### What is needed:
Transcribe the listing precisely, entry by entry.

### Extracted material:
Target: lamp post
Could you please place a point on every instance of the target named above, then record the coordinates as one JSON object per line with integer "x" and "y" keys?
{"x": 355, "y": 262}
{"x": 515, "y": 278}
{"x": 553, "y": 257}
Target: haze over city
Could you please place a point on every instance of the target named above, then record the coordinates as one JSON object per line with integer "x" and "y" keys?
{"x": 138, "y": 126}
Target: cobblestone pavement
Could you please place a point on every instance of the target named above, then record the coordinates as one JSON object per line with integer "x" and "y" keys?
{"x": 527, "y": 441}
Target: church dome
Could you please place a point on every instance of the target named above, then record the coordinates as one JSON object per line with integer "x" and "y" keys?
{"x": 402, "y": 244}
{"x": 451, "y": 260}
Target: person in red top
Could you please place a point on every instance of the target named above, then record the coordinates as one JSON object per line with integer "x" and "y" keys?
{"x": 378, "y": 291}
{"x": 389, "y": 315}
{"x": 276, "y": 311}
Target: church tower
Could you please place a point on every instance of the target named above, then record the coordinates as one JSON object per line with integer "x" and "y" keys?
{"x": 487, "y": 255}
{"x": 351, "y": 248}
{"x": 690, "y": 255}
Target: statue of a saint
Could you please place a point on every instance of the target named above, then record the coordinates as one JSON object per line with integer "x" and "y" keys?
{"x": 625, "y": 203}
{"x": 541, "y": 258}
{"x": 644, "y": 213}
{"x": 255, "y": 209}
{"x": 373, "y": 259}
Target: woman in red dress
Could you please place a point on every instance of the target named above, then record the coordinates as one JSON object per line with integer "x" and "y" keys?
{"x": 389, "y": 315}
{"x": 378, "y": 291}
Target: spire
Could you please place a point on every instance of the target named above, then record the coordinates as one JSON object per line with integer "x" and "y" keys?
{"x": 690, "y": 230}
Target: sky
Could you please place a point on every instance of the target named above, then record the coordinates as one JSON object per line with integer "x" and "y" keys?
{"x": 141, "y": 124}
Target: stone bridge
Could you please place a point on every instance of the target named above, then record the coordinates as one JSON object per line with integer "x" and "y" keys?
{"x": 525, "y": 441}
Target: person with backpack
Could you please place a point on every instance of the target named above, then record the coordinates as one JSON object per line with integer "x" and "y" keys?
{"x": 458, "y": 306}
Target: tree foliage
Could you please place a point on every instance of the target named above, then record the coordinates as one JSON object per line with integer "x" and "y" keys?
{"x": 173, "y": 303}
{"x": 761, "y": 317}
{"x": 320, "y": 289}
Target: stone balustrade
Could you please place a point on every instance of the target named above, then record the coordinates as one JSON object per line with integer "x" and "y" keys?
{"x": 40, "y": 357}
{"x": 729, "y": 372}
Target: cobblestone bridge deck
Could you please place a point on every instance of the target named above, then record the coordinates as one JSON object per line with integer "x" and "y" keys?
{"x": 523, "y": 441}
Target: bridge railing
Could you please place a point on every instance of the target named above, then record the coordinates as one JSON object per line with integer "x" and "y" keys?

### Exercise output:
Target: lamp post
Could you please place a point on every instance of the target named above, then record the coordinates as one JSON object per line with integer "x" and "y" keys?
{"x": 355, "y": 262}
{"x": 515, "y": 278}
{"x": 553, "y": 257}
Target: haze over city
Could you please place a point on every instance of the target named above, then record the coordinates as one JSON object per line with integer "x" and "y" keys?
{"x": 138, "y": 126}
Target: cobblestone pavement
Could you please place a point on every instance of the target named above, then record the coordinates as one JSON object per line with integer "x" and "y" keys?
{"x": 527, "y": 441}
Target: church dome
Could you please place a point on every instance of the target named above, then record the coordinates as one JSON object per line with integer "x" and "y" keys?
{"x": 402, "y": 244}
{"x": 451, "y": 260}
Target: person in red top
Could you please place a point on every instance of the target named above, then record the coordinates as one JSON object per line with integer "x" and "y" keys?
{"x": 378, "y": 291}
{"x": 389, "y": 315}
{"x": 276, "y": 311}
Target: church tower
Could you please place a point on every instance of the target named above, then record the coordinates as one JSON object per line with integer "x" and "y" keys?
{"x": 487, "y": 255}
{"x": 351, "y": 248}
{"x": 690, "y": 255}
Target: statue of a saint
Could you please place a point on every instance of the target named above, then record the coordinates as one JSON object per line with integer "x" and "y" keys?
{"x": 625, "y": 203}
{"x": 541, "y": 258}
{"x": 644, "y": 213}
{"x": 255, "y": 209}
{"x": 373, "y": 259}
Target: woman in red dress
Could you please place a point on every instance of the target named above, then record the coordinates as one JSON object per line with integer "x" and "y" keys?
{"x": 389, "y": 315}
{"x": 378, "y": 291}
Target: spire
Could you please place a point on every instance of the target named above, then record the coordinates as one JSON object per line with integer "x" and "y" keys?
{"x": 690, "y": 230}
Target: sky
Could you please place a point on every instance of the target named above, then record the coordinates as one JSON object per line with integer "x" and "y" keys?
{"x": 141, "y": 124}
Target: stone bridge
Could you please place a point on every instance of the target named above, then record the coordinates as one JSON object per line with integer "x" and "y" keys?
{"x": 525, "y": 441}
Target: person with backpack
Could you please place a point on every instance of the target named above, then record the coordinates as one JSON object per line with integer "x" and "y" keys?
{"x": 458, "y": 306}
Target: tree foliage
Could you please place a point on every instance of the target named above, then record the coordinates as one JSON object per line with integer "x" and "y" keys?
{"x": 173, "y": 303}
{"x": 761, "y": 317}
{"x": 320, "y": 289}
Target: stone balustrade
Could you please place a point on every instance of the target named above, then record the coordinates as one JSON object per line with integer "x" and "y" keys?
{"x": 40, "y": 357}
{"x": 729, "y": 372}
Target: cobblestone bridge deck
Could you please place a point on every instance of the target named above, then record the coordinates as one JSON object per line with integer "x" and "y" keys?
{"x": 523, "y": 441}
Target: bridge railing
Could you please place a point on every instance of the target named above, then record the coordinates as one JSON object per line with integer "x" and "y" keys?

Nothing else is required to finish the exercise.